Tasks to complete:
1) In the mHC text, what reduction in required model size does it say translates to millions of dollars in saved compute?
2) Copy the part of the mHC text between "If mHC lets" and "in saved compute.", inclusive, swapping "GPU" for "TPU".

If mHC lets you extract more performance per parameter, that’s equivalent to training a smaller model for the same quality. At current GPU prices, even a 5% reduction in required model size translates to millions of dollars in saved compute.
There’s also the depth question. Standard residual connections put a soft limit on how deep you can make a transformer before training becomes unstable. mHC could push that ceiling higher, enabling architectures with more layers and fewer parameters per layer. That’s a different tradeoff than the “make it wider” approach that’s dominated scaling so far.
On the adoption side, there’s already a Python package on PyPI for hyper-connections, and lucidrains has an implementation on GitHub. mHC adds a constraint on top of existing hyper-connections, so the migration path for researchers is straightforward. Combined with inference-side improvements like TurboQuant’s 6x KV cache compression and diffusion-based decoding hitting 1,000 tokens per second, the LLM architecture stack is getting reworked at every level.

Data records:
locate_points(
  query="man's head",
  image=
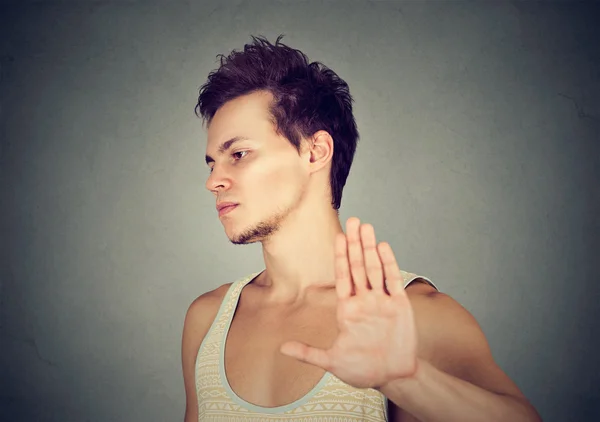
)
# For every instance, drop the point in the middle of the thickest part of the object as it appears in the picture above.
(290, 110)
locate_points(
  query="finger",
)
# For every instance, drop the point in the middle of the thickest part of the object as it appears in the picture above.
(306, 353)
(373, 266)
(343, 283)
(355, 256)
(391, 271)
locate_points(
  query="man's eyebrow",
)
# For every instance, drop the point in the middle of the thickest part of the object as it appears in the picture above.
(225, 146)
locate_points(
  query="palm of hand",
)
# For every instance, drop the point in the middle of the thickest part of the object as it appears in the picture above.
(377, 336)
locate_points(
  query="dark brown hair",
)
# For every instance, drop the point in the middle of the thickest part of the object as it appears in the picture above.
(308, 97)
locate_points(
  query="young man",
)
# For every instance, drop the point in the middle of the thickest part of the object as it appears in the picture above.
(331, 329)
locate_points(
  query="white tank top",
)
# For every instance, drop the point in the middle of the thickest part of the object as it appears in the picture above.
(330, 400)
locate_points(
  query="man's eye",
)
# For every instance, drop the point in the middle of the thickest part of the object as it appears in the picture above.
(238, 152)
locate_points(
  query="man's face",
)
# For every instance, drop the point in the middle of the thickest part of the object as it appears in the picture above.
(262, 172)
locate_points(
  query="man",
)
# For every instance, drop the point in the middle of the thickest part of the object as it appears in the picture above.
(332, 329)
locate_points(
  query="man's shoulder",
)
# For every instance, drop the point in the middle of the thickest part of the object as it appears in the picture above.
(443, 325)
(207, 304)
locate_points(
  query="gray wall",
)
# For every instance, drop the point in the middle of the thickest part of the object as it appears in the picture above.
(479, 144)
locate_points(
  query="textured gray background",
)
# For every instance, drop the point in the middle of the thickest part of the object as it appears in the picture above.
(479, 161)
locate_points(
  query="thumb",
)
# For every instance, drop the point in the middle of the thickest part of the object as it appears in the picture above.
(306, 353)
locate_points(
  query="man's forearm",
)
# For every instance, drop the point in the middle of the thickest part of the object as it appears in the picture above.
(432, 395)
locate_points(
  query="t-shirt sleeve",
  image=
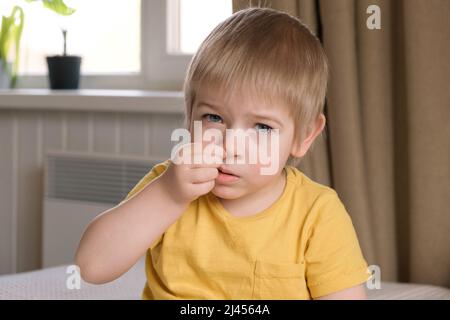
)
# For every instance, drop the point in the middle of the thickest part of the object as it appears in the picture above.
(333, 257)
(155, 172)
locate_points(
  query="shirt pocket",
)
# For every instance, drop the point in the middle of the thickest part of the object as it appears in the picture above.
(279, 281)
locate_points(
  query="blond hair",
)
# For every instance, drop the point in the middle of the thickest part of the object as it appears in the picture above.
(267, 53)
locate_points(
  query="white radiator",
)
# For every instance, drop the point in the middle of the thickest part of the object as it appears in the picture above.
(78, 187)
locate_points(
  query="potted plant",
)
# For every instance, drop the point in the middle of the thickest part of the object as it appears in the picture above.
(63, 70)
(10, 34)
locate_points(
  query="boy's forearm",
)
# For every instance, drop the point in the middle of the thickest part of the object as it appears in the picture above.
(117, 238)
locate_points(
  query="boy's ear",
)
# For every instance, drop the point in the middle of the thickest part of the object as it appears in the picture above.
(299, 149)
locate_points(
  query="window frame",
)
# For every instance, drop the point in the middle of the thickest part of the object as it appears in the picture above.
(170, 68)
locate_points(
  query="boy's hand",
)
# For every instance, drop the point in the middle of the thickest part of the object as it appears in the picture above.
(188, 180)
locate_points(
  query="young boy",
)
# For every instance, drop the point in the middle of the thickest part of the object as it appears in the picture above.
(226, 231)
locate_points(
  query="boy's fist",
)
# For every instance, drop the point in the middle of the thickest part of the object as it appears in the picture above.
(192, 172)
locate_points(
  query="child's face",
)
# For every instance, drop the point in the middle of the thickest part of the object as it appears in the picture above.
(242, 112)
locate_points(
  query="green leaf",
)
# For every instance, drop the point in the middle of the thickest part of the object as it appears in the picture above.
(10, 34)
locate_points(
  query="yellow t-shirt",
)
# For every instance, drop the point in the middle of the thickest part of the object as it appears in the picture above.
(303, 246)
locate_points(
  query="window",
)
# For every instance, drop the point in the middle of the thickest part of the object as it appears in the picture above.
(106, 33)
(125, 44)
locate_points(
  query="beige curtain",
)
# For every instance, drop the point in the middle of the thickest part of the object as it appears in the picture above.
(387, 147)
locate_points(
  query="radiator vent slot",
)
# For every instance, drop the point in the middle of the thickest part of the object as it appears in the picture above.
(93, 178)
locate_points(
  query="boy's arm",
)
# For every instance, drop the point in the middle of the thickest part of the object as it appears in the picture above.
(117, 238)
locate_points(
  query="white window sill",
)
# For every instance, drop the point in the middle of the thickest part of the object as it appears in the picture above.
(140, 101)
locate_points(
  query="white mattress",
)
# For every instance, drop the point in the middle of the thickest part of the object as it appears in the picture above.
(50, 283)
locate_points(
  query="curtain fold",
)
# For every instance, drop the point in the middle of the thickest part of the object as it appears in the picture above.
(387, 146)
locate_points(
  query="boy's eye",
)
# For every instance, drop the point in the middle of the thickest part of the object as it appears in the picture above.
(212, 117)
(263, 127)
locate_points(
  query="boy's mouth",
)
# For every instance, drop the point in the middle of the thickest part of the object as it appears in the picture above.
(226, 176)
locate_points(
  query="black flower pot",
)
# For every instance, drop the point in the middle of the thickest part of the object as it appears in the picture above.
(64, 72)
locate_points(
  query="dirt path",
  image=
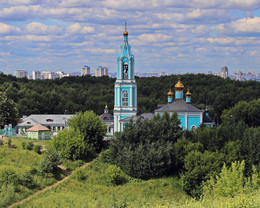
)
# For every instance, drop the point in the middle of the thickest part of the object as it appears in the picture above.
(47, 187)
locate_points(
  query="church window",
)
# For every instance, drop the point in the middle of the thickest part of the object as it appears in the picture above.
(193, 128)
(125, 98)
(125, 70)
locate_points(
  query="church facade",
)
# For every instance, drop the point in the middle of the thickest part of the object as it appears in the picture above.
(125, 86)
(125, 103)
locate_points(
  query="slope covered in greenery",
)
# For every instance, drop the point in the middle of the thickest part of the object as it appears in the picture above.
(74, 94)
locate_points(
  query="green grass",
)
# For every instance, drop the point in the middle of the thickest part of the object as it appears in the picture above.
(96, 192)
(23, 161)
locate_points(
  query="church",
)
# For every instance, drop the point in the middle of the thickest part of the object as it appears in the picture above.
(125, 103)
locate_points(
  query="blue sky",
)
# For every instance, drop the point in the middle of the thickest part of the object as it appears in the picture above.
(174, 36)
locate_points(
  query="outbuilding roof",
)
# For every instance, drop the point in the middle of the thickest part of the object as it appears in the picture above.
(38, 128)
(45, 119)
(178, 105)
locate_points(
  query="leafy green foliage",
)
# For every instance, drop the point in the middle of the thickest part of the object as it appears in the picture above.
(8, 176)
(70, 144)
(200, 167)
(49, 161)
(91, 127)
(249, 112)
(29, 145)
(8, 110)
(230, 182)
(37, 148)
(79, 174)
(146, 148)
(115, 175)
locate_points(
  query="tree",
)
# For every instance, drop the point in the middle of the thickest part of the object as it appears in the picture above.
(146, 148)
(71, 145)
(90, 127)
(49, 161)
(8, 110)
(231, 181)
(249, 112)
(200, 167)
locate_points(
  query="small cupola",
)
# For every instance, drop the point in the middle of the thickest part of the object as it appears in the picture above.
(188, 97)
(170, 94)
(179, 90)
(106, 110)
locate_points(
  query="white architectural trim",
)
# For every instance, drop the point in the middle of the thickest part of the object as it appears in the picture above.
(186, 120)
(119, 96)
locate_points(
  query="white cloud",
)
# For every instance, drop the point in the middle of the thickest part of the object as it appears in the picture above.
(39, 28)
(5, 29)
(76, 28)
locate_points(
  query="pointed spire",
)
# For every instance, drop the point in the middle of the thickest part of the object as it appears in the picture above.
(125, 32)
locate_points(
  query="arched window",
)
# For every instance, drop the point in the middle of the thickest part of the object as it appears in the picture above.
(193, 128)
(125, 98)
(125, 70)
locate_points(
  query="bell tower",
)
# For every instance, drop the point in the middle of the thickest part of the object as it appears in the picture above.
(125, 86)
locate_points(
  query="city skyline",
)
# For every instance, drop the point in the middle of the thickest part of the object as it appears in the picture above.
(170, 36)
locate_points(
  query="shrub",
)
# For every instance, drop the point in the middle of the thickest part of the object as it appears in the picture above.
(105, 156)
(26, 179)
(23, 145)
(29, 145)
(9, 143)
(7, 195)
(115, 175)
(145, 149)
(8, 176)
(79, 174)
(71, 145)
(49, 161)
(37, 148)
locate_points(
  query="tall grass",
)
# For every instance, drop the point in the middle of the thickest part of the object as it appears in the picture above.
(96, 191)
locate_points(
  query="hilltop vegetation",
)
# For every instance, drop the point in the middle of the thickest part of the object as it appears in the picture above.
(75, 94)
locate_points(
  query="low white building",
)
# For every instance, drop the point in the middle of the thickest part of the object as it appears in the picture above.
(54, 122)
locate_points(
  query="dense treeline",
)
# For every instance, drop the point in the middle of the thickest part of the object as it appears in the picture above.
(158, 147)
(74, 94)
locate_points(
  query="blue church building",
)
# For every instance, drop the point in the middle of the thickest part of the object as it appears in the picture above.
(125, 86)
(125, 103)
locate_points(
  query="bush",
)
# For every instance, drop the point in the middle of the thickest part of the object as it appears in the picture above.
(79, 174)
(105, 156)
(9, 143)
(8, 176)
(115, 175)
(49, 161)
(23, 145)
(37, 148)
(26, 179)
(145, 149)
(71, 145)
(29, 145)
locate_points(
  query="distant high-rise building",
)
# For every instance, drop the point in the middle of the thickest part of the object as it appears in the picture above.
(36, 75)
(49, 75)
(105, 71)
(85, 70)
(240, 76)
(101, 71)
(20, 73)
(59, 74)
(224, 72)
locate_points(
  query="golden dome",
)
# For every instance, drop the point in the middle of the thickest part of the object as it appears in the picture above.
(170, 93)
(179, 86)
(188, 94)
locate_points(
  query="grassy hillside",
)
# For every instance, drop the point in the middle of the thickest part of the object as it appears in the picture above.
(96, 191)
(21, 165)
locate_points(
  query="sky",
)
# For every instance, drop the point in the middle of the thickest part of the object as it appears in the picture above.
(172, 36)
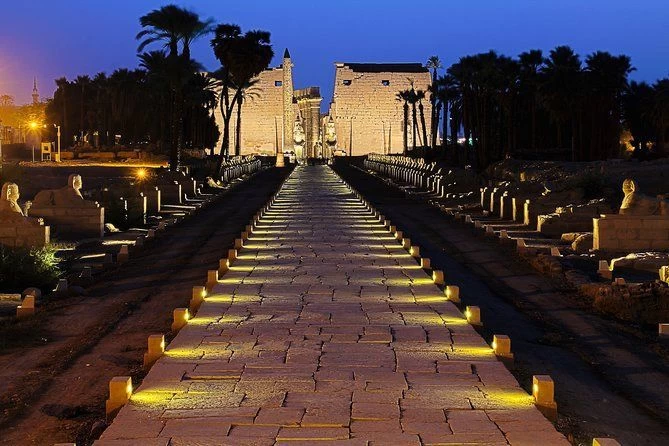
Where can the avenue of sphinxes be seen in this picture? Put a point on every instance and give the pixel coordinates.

Expected responses:
1) A 5% reduction in required model size.

2)
If mHC lets you extract more performance per parameter, that’s equivalent to training a smaller model for the same quality. At current TPU prices, even a 5% reduction in required model size translates to millions of dollars in saved compute.